• **The task**:
Each entry needs to be restated exactly as written.

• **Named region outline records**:
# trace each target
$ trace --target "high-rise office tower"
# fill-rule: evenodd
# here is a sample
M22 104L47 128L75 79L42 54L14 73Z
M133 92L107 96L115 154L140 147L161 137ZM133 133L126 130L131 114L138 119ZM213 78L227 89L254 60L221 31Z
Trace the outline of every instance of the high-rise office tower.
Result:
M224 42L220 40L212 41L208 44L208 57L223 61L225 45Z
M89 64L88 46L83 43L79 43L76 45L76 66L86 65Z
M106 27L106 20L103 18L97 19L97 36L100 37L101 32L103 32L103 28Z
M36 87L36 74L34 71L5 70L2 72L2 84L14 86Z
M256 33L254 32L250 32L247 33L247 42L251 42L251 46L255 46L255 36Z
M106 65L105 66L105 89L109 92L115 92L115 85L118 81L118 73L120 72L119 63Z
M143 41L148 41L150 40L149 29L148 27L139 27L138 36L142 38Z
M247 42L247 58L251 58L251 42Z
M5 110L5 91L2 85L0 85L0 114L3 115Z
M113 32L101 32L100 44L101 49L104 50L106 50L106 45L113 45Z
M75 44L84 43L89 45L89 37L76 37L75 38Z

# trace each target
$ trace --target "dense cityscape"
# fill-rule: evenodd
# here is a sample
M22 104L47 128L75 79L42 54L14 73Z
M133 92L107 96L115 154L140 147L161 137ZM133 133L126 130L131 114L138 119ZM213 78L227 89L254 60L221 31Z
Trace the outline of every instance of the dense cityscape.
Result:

• **Solved problem**:
# trace each target
$ trace --target "high-rise office tower"
# fill-rule: evenodd
# here is a sample
M22 104L47 128L75 79L42 54L14 73Z
M133 92L107 96L115 154L140 147L161 137ZM133 133L126 130L131 114L138 119ZM213 78L227 89L254 60L221 31Z
Trace the outline of every instance of the high-rise office tower.
Result:
M224 42L220 40L212 41L208 44L208 57L223 61L225 45Z
M89 64L88 46L83 43L79 43L76 45L76 66L86 65Z
M106 27L106 20L103 18L97 19L97 36L100 37L101 32L103 32L103 28Z
M36 87L36 74L34 71L5 70L2 72L2 84L14 86Z
M256 33L254 32L250 32L247 33L247 42L251 42L251 46L255 46L255 36Z
M106 65L105 66L105 89L109 92L115 92L115 85L118 81L118 73L120 72L119 63Z
M143 41L148 41L150 40L149 29L148 27L139 27L138 36L142 38Z
M247 42L247 58L251 58L251 42Z
M5 110L5 91L2 85L0 85L0 114L3 115Z
M113 32L101 32L100 44L101 49L104 50L106 50L106 45L113 45Z
M75 44L84 43L89 45L89 37L76 37L75 38Z

# trace each target
$ trace --target "dense cityscape"
# fill-rule: evenodd
# here is a sample
M22 104L47 128L75 79L42 54L14 73Z
M133 92L107 96L115 154L140 147L161 137ZM133 133L126 130L131 114L138 119ZM213 78L227 89L254 60L221 31Z
Trace the outline of every instance of the dense cityscape.
Result:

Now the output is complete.